(PASSAGE TO READ Opens)

Once again, health authorities are slicing up the proposed legislation that would regulate body piercing in Florida.
Body-art studios continue to pop up around downtown and across the state. Yet virtually no guidelines protect those pierced -- or those doing the piercing -- from unsafe conditions and the potential spread of diseases.
House Bill 69, sponsored by Rep. Carlos Valdes, R-Miami, would change that. The bill was slated for a quick vote in the state House before being sent to the Senate, where it had languished during legislative sessions in 1996 and 1997 `"The Hole Truth," July 3`.
But when the Florida Legislature reconvenes on March 1, Valdes now plans to pull the bill from House consideration. That's because state health authorities want to make changes that will incorporate guidelines included in model regulations passed last June by the National Environmental Health Association. Those guidelines were authored by Paul R. Fell, an environmental-health official in Volusia County.
Fell's regulations would apply to all forms of body art. As envisioned, the revised legislation would require piercers to practice infection control through the use of sterilization equipment and other procedures. It also would spell out new standards for the training of piercing artists, as well as sanitation and record-keeping requirements for piercing salons.
The new proposal would not include everything suggested by Fell. But "it will allow us to do most of what he wants," says Amy Jones, general counsel with the Florida Department of Health.
Meanwhile, Fern Park tattoo artist "Sailor Bill" Johnson, president of the Florida Professional Tattoo Guild, is withholding his group's support for Valdes' reworked measure until he sees it in writing. The tattoo group rose in opposition to Valdes' bill in 1996 for fear that it would affect tattooists too; this one, apparently, does not.
"It depends on how it's worded," Johnson says. "If he'd changed it to read properly, it would have been law two years ago."

(PASSAGE TO READ Closes)
(LISTED ENTRIES Opens)

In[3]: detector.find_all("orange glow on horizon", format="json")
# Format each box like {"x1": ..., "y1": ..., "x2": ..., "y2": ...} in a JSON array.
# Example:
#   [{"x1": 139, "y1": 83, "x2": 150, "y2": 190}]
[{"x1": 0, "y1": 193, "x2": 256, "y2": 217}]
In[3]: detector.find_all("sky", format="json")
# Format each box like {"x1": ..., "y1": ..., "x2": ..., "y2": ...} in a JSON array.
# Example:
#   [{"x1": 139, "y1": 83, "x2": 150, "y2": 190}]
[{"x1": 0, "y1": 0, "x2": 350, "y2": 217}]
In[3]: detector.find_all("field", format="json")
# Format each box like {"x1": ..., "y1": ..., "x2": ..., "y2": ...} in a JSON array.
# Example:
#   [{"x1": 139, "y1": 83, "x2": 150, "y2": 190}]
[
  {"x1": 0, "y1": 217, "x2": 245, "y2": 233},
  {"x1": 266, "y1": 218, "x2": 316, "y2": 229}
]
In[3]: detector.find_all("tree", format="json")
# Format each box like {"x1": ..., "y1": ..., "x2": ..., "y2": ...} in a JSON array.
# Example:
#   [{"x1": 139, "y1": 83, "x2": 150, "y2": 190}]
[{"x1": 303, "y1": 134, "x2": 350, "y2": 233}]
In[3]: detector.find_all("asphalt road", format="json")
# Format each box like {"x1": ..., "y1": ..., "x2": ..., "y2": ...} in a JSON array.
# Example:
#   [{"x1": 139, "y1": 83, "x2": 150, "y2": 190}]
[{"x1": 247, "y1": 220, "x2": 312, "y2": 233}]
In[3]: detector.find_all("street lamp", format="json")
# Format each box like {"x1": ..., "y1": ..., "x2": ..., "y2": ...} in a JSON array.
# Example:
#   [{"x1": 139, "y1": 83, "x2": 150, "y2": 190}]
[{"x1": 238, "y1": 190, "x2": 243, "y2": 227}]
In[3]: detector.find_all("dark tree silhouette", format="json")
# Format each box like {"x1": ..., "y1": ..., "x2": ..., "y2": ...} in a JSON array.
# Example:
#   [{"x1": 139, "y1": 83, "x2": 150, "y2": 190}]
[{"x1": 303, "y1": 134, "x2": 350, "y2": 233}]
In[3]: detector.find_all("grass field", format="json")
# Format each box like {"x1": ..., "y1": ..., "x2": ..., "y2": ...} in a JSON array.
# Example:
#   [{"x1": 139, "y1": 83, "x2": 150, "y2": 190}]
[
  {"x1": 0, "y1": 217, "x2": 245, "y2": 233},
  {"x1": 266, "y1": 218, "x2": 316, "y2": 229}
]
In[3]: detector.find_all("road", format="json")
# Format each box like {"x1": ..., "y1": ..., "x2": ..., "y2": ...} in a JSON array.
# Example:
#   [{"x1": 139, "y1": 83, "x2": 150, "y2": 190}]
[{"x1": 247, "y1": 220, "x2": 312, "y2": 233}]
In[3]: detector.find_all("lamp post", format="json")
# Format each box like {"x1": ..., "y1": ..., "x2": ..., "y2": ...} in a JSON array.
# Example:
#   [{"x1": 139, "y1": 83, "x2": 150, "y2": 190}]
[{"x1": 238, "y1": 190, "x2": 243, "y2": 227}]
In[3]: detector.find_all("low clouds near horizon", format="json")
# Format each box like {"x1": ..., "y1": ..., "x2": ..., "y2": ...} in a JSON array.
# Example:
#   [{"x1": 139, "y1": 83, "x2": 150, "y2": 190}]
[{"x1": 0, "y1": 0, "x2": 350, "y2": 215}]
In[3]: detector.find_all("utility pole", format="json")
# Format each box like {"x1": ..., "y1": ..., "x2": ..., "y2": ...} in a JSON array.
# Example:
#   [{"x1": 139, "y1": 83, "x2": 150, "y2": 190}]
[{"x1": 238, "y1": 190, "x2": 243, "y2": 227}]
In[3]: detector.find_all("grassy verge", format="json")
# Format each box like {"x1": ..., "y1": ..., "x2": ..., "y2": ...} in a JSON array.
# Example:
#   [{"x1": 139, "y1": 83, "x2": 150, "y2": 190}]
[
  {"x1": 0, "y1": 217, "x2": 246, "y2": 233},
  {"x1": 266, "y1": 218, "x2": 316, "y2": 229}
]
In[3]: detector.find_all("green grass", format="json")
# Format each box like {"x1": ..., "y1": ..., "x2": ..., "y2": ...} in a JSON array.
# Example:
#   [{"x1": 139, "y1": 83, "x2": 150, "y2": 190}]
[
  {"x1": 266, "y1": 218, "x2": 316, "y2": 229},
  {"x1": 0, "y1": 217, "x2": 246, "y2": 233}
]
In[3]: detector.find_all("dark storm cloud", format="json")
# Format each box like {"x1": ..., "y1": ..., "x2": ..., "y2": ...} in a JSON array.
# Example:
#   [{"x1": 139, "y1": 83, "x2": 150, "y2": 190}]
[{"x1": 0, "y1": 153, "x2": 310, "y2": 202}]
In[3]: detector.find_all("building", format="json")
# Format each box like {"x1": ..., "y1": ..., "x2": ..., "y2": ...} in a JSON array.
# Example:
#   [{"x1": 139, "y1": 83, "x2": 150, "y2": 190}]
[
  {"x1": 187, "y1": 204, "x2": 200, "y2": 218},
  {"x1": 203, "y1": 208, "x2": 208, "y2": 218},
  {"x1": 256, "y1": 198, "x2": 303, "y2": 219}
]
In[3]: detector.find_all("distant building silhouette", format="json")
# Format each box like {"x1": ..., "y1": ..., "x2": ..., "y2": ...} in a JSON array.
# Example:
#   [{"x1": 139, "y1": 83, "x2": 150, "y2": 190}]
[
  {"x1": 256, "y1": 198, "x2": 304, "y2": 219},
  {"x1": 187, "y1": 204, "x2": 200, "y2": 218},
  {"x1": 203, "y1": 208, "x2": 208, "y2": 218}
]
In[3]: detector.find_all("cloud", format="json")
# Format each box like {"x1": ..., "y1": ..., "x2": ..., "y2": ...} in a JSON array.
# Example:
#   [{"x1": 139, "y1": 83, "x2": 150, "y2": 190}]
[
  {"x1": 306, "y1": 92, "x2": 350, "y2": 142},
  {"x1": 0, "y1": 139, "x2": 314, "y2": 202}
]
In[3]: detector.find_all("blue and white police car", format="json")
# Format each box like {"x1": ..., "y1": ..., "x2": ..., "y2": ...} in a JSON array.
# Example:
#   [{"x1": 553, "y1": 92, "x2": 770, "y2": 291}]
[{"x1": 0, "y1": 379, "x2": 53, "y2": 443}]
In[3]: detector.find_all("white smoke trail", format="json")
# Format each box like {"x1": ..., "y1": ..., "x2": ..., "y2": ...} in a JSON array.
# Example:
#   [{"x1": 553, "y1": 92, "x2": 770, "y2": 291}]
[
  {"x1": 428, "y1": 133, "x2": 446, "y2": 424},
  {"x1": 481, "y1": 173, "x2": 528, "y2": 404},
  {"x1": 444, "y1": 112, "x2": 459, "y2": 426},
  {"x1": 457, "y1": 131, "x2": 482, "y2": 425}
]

(LISTED ENTRIES Closes)

• _TASKS FOR THIS EXERCISE_
1: From the article on Florida's body-piercing bill, copy the passage that begins at the words "House Bill 69, sponsored" and stops after the words "in Volusia County.".
2: According to the article on Florida's body-piercing bill, who wrote the model guidelines that the National Environmental Health Association passed last June?
3: List every person named in the article on Florida's body-piercing bill.

• _RESPONSES IN ORDER_
1:
House Bill 69, sponsored by Rep. Carlos Valdes, R-Miami, would change that. The bill was slated for a quick vote in the state House before being sent to the Senate, where it had languished during legislative sessions in 1996 and 1997 `"The Hole Truth," July 3`.
But when the Florida Legislature reconvenes on March 1, Valdes now plans to pull the bill from House consideration. That's because state health authorities want to make changes that will incorporate guidelines included in model regulations passed last June by the National Environmental Health Association. Those guidelines were authored by Paul R. Fell, an environmental-health official in Volusia County.

2: Paul R. Fell, an environmental-health official in Volusia County.

3:
Carlos Valdes
Paul R. Fell
Amy Jones
"Sailor Bill" Johnson